CONSIGNE 1 | Dans le texte à lire ci-dessous, reprenez sous forme de liste le paragraphe qui commence par « On a ces dernières années fragilisé ». Conservez-en les faits principaux.
CONSIGNE 2 |
Répondez aux questions suivantes d'après le texte à lire ci-dessous :
(a) Quelle fonction occupe Frédéric Valletoux ?
(b) Combien d'« établissements de santé communautaires » le rapport prévoit-il de créer ?
(c) Quelle part des postes hospitaliers n'est pas pourvue ?

Le décloisonnement des professionnels de santé est "un enjeu majeur", selon Frédéric Valletoux, président de la Fédération Hospitalière de France qui a réagi à l’annonce du rapport du Haut Conseil de l’assurance maladie, mercredi 6 juin 2018 sur franceinfo. Optimiste quant au rapprochement des médecins "quel que soit leur statut", il note, en revanche, que la création "d’un nouveau statut d’hôpitaux communautaires", c’est "rigidifier le système", ce qui, pour Frédéric Valletoux, est "une mauvaise réponse à une bonne question".

Le Haut Conseil de l’Assurance maladie a en effet dévoilé dans un rapport ce mercredi matin, prévoyant la création de 550 à 600 "établissement de santé communautaires", des hôpitaux de proximité qui rassembleraient médecins hospitaliers et libéraux, ainsi que de "maisons de santé" afin de mettre fin à l’isolement des médecins libéraux.

franceinfo : Rejoignez-vous le consensus qui semble applaudir ce rapport ?

Frédéric Valletoux : Oui, c’est un rapport qui dit des choses très intéressantes et qui surtout, souligne l’urgence et la nécessité de revenir à la proximité, c’est-à-dire à une approche de l’organisation des soins qui parte des besoins des territoires et qui permette de retrouver une médecine de premier recours. Ce n’est pas non plus un virage à 180 degrés : on n’a pas supprimé des hôpitaux à la serpe, par dizaines et centaines ces dernières années, mais c’est un rapport qui dresse l’urgence de faire travailler ensemble des professionnels de santé, quel que soit leur statut. L’enjeu du décloisonnement est majeur. Que l’on soit médecin hospitalier ou médecin libéral, que l’on soit spécialiste ou médecin généraliste, on doit arriver à travailler ensemble beaucoup plus. Cela vaut aussi pour les infirmières ou les pharmaciens, qui ont un rôle à jouer dans la prise en charge des Français et dans l’accès aux premiers soins. Ce rapport est donc intéressant de ce point de vue-là.

Etait-ce finalement néfaste d’avoir supprimé des hôpitaux de proximité au profit de plus grosses structures ?

On a ces dernières années fragilisé les hôpitaux de proximité en supprimant des lits. On a aussi fermé des petits blocs chirurgicaux ou des maternités, mais pour des raisons de sécurité, lorsqu’on n'était pas capable d’aligner des lignes de gardes, de médecins, d’anesthésistes, de chirurgiens, suffisamment nombreux. Il faut rappeler que les déserts médicaux touchent aussi les hôpitaux : 20 à 25% des postes hospitaliers ne sont pas pourvus. Quand la sécurité est en jeu, il valait mieux et il faut peut-être continuer d’ailleurs à fermer certaines structures. Pour autant, ce n’est pas parce que vous fermez des plateaux techniques que vous fermez l’hôpital, et on a besoin d’hôpitaux de proximité pour assurer la prise en charge d’une population qui vieillit, dans laquelle les maladies chroniques sont de plus en plus importantes, qui a besoin de soins en continu et de proximité. Permettre que les hôpitaux de proximité soient de plus en plus ouverts aux médecins de ville c’est aussi un facteur d‘attractivité des praticiens qui aujourd’hui veulent un exercice plus ouvert que travailler seul dans leur coin.

DONNÉES FOURNIES |

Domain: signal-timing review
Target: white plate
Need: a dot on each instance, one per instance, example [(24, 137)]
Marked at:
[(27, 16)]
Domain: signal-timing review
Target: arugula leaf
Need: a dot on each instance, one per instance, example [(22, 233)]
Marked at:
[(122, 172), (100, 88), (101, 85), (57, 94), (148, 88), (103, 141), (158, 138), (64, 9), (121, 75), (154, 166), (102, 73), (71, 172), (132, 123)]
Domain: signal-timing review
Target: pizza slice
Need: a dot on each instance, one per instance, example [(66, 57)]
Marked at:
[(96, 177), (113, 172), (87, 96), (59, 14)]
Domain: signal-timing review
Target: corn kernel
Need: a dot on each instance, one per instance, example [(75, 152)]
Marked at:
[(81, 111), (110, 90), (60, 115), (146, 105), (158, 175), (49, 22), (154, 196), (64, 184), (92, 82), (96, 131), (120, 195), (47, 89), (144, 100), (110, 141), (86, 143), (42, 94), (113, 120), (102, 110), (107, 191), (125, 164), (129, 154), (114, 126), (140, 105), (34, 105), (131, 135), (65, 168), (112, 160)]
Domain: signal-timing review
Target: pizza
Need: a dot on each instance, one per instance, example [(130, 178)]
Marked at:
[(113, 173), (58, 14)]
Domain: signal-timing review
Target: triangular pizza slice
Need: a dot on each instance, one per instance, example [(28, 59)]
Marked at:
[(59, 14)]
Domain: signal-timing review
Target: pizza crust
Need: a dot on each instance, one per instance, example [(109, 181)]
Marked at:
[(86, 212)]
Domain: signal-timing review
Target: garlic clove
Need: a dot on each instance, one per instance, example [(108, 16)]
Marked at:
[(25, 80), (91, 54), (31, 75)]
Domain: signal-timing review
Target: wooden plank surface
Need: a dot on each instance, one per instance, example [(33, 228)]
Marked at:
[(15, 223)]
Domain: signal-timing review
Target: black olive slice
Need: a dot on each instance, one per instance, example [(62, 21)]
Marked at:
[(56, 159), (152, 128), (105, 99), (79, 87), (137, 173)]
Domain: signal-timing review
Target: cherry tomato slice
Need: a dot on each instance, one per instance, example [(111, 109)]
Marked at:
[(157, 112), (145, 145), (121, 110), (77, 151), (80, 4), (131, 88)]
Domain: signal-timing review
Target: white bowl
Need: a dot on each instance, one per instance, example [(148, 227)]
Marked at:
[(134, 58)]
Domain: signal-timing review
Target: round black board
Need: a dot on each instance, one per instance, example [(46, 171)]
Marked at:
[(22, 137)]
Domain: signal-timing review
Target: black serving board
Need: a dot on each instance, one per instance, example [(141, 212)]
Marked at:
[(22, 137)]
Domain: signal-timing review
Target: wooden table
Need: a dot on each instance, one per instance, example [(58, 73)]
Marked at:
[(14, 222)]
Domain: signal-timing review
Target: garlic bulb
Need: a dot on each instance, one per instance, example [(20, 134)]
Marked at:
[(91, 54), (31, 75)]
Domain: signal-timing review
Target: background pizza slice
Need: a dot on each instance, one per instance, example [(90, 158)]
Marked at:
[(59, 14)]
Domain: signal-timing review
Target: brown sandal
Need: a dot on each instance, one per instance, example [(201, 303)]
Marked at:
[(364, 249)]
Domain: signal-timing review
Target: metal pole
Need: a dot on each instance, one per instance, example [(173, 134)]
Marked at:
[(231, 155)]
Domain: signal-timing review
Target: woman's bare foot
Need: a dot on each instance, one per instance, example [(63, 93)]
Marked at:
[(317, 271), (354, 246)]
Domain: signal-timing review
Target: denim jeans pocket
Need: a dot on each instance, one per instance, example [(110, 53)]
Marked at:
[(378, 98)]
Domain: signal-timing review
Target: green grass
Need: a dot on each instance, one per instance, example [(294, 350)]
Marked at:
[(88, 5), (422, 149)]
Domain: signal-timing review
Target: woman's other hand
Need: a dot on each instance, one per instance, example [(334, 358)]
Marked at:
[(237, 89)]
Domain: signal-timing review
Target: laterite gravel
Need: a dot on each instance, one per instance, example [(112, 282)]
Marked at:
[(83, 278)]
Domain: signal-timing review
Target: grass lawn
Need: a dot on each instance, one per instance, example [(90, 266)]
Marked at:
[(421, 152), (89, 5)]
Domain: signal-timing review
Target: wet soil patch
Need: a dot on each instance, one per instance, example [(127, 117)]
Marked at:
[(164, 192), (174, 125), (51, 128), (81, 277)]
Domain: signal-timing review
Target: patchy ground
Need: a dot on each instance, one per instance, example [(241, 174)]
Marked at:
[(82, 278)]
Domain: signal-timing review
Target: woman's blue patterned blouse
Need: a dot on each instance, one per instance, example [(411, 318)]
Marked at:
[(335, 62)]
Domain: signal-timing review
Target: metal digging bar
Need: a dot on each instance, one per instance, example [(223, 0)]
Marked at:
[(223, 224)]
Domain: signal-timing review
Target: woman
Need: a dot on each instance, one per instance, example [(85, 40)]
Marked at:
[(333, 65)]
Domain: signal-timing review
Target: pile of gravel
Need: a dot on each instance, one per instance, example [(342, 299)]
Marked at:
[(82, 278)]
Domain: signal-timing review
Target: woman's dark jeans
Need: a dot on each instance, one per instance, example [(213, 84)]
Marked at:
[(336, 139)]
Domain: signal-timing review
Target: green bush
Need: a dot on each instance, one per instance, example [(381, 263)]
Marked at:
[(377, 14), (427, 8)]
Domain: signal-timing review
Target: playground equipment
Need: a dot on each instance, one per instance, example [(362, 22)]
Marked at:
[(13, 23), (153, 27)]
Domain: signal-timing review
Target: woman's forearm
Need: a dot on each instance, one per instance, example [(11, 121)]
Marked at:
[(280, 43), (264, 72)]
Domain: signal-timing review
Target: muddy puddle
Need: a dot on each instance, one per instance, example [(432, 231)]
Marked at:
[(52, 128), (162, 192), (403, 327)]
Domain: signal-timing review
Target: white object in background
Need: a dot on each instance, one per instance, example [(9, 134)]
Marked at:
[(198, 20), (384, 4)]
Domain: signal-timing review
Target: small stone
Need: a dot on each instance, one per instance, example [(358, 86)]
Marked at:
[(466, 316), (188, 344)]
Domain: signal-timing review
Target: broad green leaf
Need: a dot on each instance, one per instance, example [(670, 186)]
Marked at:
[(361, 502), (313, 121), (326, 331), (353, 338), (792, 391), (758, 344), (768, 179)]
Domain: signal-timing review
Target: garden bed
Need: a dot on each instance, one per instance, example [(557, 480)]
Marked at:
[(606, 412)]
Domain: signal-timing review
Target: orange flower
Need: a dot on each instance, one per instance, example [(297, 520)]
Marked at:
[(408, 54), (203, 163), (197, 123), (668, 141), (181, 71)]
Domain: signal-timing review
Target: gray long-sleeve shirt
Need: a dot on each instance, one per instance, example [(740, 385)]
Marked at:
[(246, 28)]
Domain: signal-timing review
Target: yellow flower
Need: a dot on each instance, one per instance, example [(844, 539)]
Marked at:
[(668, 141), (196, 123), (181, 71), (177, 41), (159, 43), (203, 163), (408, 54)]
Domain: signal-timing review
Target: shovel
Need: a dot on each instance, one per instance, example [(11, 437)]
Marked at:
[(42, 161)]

RÉPONSE 1 |
- Ces dernières années, les hôpitaux de proximité ont été fragilisés par des suppressions de lits.
- Des petits blocs chirurgicaux et des maternités ont été fermés pour des raisons de sécurité, faute de médecins, d'anesthésistes et de chirurgiens en nombre suffisant pour assurer les gardes.
- Les déserts médicaux touchent aussi les hôpitaux : 20 à 25 % des postes hospitaliers ne sont pas pourvus.
- Quand la sécurité est en jeu, il valait mieux fermer certaines structures, et il faudra peut-être continuer.
- Fermer des plateaux techniques ne revient pas à fermer l'hôpital.
- Les hôpitaux de proximité restent nécessaires pour une population qui vieillit, de plus en plus touchée par les maladies chroniques et qui a besoin de soins continus et de proximité.
- Les ouvrir davantage aux médecins de ville les rend plus attractifs pour des praticiens qui ne veulent plus travailler seuls dans leur coin.

RÉPONSE 2 |
(a) Il est président de la Fédération Hospitalière de France.
(b) De 550 à 600.
(c) De 20 à 25 %.